WRITTEN REQUEST A
Return, word for word, the part of the passage below on "purple" writing that opens with the words containing "Yes, I think" and closes with "writing that way.".
╭─ PROVIDED PASSAGE
I don't think that makes them "purple." That word carries negative connotations, and seems to me to be used to refer to whatever description an individual didn't like. 

Joseph Conrad, for example, used quite a bit of description and also included details not directly relevant. I wouldn't consider his writing purple. The same holds for Dostoevsky, or even Nabokov, who went much further with the language than either of those. 

Yes, I think Tolkien is a good example of what I'm talking about, as you said. But of course he's been quite popular for a long time, and even if you don't like a lot of fantasy, plenty of people do. So when it comes to whether something 'should' be presented in a certain way, you have to ask from whose perspective you're talking about. Should I, as a writer, write a certain way just because one person thinks I should? Or ten? If I like a certain style, and not only that it happens to do fairly well commercially, there doesn't seem to be a strong argument in favor of me not writing that way.
╰─
WRITTEN REQUEST B
Please retype the rows below exactly, starting at the line that contains "Would you be able to point at the denim" and ending with the last line of the rows.
╭─ SOURCE RECORDS
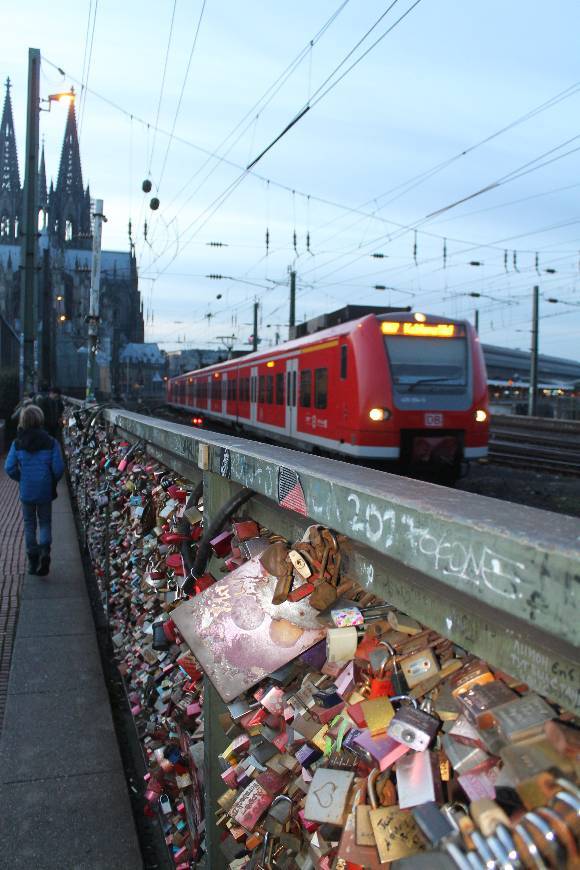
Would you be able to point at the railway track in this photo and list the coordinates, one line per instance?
(536, 443)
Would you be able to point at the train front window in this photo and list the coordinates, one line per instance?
(427, 365)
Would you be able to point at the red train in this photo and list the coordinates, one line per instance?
(397, 386)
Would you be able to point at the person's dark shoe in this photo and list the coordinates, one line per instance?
(44, 566)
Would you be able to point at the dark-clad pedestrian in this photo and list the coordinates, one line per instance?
(35, 461)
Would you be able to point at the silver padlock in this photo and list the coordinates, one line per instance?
(165, 804)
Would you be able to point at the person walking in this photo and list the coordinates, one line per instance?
(35, 461)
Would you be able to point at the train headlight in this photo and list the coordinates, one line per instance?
(378, 414)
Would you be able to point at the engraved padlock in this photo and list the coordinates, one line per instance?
(364, 835)
(165, 804)
(380, 684)
(413, 727)
(279, 812)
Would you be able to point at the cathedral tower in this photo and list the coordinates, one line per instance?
(69, 205)
(10, 190)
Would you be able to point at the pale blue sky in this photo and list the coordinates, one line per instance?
(448, 76)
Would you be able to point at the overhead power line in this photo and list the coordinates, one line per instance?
(185, 77)
(169, 38)
(87, 70)
(321, 92)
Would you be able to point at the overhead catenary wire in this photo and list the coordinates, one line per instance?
(320, 93)
(280, 186)
(162, 88)
(84, 89)
(266, 98)
(183, 85)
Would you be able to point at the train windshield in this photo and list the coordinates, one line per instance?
(427, 365)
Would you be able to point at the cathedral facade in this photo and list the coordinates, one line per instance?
(65, 251)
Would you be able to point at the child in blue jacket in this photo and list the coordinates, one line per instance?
(36, 462)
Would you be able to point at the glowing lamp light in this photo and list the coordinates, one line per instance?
(65, 97)
(379, 414)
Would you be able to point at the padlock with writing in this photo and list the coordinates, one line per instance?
(278, 815)
(413, 727)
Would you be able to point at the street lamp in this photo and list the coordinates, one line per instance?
(29, 357)
(66, 97)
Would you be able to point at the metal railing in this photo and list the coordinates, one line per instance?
(496, 578)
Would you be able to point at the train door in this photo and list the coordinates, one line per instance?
(224, 393)
(253, 394)
(291, 410)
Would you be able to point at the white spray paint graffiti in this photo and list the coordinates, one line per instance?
(376, 523)
(473, 562)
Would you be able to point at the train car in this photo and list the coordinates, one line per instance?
(400, 386)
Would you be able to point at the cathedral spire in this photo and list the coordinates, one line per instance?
(10, 192)
(69, 209)
(70, 176)
(42, 190)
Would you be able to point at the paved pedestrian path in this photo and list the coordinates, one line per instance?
(63, 794)
(12, 563)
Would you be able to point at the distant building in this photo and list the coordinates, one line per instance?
(65, 246)
(142, 371)
(180, 361)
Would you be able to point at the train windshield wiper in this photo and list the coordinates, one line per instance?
(428, 381)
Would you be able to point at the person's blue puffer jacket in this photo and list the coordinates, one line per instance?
(35, 460)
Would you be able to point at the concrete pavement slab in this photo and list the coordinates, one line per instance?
(77, 823)
(52, 734)
(44, 616)
(49, 664)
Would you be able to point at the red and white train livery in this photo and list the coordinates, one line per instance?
(399, 386)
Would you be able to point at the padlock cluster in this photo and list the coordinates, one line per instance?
(139, 522)
(356, 737)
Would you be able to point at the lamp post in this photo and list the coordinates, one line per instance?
(29, 307)
(533, 393)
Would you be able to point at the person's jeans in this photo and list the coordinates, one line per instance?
(30, 512)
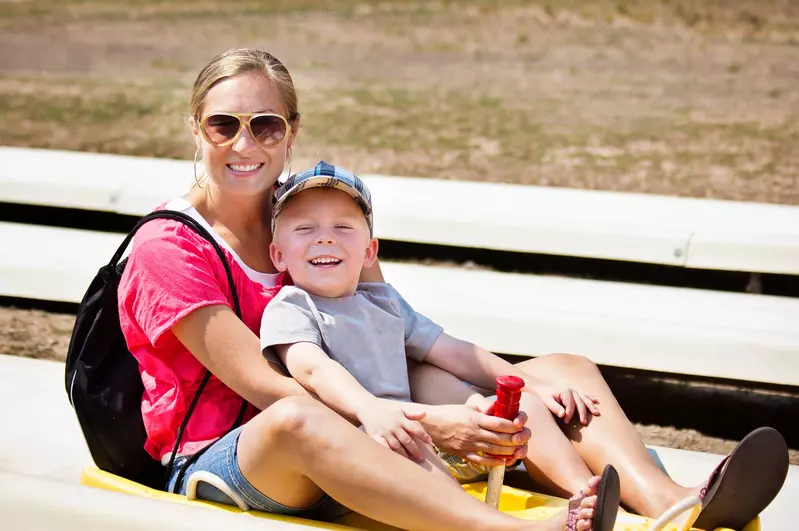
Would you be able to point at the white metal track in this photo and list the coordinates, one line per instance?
(696, 233)
(679, 330)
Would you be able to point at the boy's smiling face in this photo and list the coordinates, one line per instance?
(322, 239)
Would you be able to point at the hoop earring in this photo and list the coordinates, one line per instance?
(291, 159)
(196, 179)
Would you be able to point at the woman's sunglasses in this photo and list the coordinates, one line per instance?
(222, 128)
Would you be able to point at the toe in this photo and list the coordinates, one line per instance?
(588, 502)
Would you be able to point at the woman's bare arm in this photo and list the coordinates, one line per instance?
(232, 352)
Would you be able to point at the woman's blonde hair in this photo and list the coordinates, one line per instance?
(237, 61)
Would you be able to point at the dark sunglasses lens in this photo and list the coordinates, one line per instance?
(221, 128)
(268, 130)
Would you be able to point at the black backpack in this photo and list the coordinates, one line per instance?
(103, 380)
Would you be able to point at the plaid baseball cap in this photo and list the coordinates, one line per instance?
(324, 175)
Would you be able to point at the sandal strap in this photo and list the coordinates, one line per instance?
(712, 479)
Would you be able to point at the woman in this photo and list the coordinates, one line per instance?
(291, 453)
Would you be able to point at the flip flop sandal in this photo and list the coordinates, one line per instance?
(607, 503)
(745, 482)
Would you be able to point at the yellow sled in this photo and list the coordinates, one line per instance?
(519, 503)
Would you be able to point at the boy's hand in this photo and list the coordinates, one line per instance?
(564, 402)
(465, 431)
(390, 425)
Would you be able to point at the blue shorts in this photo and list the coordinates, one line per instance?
(221, 460)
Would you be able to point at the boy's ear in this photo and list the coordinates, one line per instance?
(370, 256)
(277, 257)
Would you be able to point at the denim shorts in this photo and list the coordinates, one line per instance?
(221, 460)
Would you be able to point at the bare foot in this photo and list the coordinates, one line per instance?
(582, 519)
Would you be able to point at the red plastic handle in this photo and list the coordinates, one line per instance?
(509, 392)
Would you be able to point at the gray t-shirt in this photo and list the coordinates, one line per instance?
╰─
CORRECT ANSWER A
Yes, I think Tolkien is a good example of what I'm talking about, as you said. But of course he's been quite popular for a long time, and even if you don't like a lot of fantasy, plenty of people do. So when it comes to whether something 'should' be presented in a certain way, you have to ask from whose perspective you're talking about. Should I, as a writer, write a certain way just because one person thinks I should? Or ten? If I like a certain style, and not only that it happens to do fairly well commercially, there doesn't seem to be a strong argument in favor of me not writing that way.

CORRECT ANSWER B
Would you be able to point at the denim shorts in this photo and list the coordinates, one line per instance?
(221, 460)
Would you be able to point at the bare foot in this photo and list the coordinates, one line per instance?
(582, 519)
Would you be able to point at the red plastic handle in this photo and list the coordinates, one line per instance?
(509, 392)
Would you be able to point at the gray t-shirt in this photo and list the coordinates, one line per instance?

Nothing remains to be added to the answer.